§ What is required:
Rewrite each line of all the items below as a numbered list, skipping any blank lines.

=== Records supplied ===

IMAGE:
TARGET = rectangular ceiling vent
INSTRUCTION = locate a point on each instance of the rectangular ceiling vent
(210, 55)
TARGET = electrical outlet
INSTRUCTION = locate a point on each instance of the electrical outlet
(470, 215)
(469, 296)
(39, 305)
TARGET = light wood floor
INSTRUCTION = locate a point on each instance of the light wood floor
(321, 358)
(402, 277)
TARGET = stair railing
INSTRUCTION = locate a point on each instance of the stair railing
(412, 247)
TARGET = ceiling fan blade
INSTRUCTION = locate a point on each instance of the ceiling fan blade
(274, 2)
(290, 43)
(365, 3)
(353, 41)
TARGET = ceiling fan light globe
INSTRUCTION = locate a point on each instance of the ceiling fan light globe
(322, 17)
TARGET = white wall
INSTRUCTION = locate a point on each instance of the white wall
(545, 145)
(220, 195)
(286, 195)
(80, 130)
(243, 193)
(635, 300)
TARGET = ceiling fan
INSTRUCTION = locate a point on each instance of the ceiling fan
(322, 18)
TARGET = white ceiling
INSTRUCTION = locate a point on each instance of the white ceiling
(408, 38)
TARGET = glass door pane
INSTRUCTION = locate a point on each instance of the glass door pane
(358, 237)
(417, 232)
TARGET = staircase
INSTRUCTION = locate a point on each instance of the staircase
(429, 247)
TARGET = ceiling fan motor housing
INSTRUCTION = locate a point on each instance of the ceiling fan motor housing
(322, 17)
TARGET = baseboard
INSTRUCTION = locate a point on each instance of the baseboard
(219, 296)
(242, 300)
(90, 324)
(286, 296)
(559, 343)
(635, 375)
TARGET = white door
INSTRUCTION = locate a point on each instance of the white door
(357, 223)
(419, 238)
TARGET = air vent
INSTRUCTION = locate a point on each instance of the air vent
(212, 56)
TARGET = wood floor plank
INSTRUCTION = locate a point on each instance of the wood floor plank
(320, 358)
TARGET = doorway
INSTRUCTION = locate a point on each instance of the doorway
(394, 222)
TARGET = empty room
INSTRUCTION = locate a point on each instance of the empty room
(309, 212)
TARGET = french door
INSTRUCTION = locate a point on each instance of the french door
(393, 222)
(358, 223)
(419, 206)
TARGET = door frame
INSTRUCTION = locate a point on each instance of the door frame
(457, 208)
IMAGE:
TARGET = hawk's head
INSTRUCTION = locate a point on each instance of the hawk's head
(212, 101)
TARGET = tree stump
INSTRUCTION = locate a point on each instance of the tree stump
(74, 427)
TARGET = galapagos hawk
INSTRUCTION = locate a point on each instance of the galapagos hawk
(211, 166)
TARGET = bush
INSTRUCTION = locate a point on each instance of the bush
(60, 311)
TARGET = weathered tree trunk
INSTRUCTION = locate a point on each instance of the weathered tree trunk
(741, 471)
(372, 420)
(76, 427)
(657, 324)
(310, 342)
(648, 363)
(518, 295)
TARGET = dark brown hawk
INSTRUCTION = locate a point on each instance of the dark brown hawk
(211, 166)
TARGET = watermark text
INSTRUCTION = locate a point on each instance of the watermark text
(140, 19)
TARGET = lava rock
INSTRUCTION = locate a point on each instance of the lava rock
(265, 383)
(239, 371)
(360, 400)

===

§ Written solution:
1. IMAGE:
2. TARGET = rectangular ceiling vent
3. INSTRUCTION = locate a point on each instance of the rectangular ceiling vent
4. (210, 55)
5. TARGET = electrical outlet
6. INSTRUCTION = locate a point on each instance of the electrical outlet
7. (470, 215)
8. (469, 296)
9. (39, 305)
10. TARGET = light wood floor
11. INSTRUCTION = locate a point on each instance of the light wood floor
12. (321, 358)
13. (402, 277)
14. TARGET = stair railing
15. INSTRUCTION = locate a point on each instance of the stair railing
16. (412, 247)
17. TARGET = ceiling fan blade
18. INSTRUCTION = locate a point on each instance of the ceiling fan blade
19. (274, 2)
20. (290, 43)
21. (365, 3)
22. (353, 41)
23. TARGET = ceiling fan light globe
24. INSTRUCTION = locate a point on each instance of the ceiling fan light globe
25. (322, 17)
26. TARGET = white wall
27. INSTRUCTION = locate a point on each instance of the white wall
28. (545, 145)
29. (220, 195)
30. (286, 195)
31. (80, 130)
32. (243, 193)
33. (635, 300)
34. TARGET = ceiling fan
35. INSTRUCTION = locate a point on each instance of the ceiling fan
36. (322, 18)
37. TARGET = white ceiling
38. INSTRUCTION = locate a point on each instance of the white ceiling
39. (408, 38)
40. TARGET = glass door pane
41. INSTRUCTION = locate a point on each instance of the glass door pane
42. (358, 237)
43. (417, 232)
44. TARGET = staircase
45. INSTRUCTION = locate a point on each instance of the staircase
46. (429, 247)
47. TARGET = ceiling fan motor housing
48. INSTRUCTION = locate a point on each instance of the ceiling fan motor housing
49. (322, 17)
50. TARGET = baseboard
51. INSTRUCTION = locate a point on each instance of the baseboard
52. (219, 296)
53. (242, 300)
54. (90, 324)
55. (286, 296)
56. (559, 343)
57. (635, 375)
58. TARGET = white door
59. INSTRUCTION = locate a point on each instance of the white door
60. (357, 223)
61. (419, 238)
62. TARGET = air vent
63. INSTRUCTION = locate a point on each instance of the air vent
64. (212, 56)
65. TARGET = wood floor plank
66. INSTRUCTION = locate a point on each instance of the wood floor plank
67. (320, 358)
68. TARGET = doorway
69. INSTRUCTION = locate a point on each instance of the doorway
70. (394, 222)
71. TARGET = empty room
72. INSTRUCTION = locate a point on each instance of the empty room
73. (309, 212)
74. TARGET = french door
75. INSTRUCTION = locate a point on each instance of the french door
76. (393, 222)
77. (358, 223)
78. (419, 206)
79. TARGET = door frame
80. INSTRUCTION = locate a point on each instance of the door frame
81. (457, 208)
82. IMAGE:
83. TARGET = hawk's head
84. INSTRUCTION = locate a point on each instance of the hawk's head
85. (212, 101)
86. TARGET = tree stump
87. INSTRUCTION = locate a point on each instance of the tree stump
88. (74, 427)
89. TARGET = galapagos hawk
90. INSTRUCTION = locate a point on each instance of the galapagos hawk
91. (211, 166)
92. TARGET = bush
93. INSTRUCTION = locate a point on each instance of the bush
94. (60, 311)
95. TARGET = weathered tree trunk
96. INSTRUCTION = locate a point on each instance of the weathered tree trunk
97. (741, 471)
98. (372, 420)
99. (76, 427)
100. (657, 324)
101. (310, 342)
102. (648, 363)
103. (518, 295)
104. TARGET = dark brown hawk
105. INSTRUCTION = locate a point on each instance of the dark brown hawk
106. (211, 166)
107. TARGET = watermark text
108. INSTRUCTION = locate a point on each instance of the watermark text
109. (140, 19)
110. TARGET = lava rock
111. INSTRUCTION = locate a point on each instance of the lava rock
112. (265, 383)
113. (239, 371)
114. (360, 400)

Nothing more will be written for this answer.